**** Datos de entrada

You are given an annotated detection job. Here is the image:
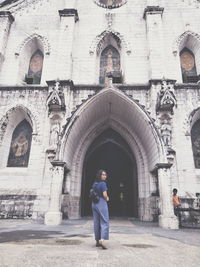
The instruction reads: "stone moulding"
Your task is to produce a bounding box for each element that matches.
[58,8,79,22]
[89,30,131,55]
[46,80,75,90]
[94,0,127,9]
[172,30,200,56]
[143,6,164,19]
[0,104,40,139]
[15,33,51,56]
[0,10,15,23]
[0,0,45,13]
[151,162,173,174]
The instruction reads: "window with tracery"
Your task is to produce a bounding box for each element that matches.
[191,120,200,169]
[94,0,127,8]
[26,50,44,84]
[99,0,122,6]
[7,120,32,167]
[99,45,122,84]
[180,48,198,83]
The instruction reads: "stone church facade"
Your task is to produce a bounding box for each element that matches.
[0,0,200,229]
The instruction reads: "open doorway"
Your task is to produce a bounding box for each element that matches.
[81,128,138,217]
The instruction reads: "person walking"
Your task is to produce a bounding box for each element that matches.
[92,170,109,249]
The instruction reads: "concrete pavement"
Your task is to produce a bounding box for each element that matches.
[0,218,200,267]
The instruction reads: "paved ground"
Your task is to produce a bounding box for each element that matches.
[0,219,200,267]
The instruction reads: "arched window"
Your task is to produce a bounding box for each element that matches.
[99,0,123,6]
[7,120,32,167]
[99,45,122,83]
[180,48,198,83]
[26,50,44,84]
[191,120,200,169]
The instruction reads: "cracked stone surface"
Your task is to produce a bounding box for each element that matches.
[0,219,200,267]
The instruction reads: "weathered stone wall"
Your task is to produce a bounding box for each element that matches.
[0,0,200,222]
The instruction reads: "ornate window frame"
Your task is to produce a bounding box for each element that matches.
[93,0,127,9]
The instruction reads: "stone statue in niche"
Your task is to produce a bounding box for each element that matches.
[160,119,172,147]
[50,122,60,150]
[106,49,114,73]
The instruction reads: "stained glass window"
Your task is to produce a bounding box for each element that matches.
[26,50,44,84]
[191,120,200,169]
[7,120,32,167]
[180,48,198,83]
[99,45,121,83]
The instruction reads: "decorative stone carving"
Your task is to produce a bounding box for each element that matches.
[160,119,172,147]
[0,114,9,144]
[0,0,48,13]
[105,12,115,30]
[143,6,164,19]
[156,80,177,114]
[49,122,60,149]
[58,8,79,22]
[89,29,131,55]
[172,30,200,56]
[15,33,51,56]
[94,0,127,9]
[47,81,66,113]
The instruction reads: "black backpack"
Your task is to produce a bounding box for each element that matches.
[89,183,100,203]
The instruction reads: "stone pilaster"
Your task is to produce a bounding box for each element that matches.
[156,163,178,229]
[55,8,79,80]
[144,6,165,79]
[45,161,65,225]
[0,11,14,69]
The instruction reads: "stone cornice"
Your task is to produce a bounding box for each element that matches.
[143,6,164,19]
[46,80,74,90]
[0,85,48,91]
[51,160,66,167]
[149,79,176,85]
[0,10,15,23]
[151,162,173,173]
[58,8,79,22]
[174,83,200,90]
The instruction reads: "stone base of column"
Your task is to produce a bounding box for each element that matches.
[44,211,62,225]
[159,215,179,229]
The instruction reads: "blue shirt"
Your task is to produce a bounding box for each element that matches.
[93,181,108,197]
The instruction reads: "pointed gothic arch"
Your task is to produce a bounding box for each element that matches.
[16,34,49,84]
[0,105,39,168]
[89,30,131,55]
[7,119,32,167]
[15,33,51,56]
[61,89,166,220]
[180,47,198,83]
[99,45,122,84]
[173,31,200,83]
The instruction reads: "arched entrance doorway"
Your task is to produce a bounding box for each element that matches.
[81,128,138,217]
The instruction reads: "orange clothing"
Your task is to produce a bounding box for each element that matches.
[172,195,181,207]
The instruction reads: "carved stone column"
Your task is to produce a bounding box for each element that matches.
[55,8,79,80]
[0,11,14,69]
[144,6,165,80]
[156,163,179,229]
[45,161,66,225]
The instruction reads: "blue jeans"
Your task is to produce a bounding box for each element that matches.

********

§ Instrucciones de la tarea
Devuelve, sin cambiar nada, cada una de las líneas de arriba en las que aparezca la palabra "blue".

§ Ejercicio resuelto
The instruction reads: "blue shirt"
The instruction reads: "blue jeans"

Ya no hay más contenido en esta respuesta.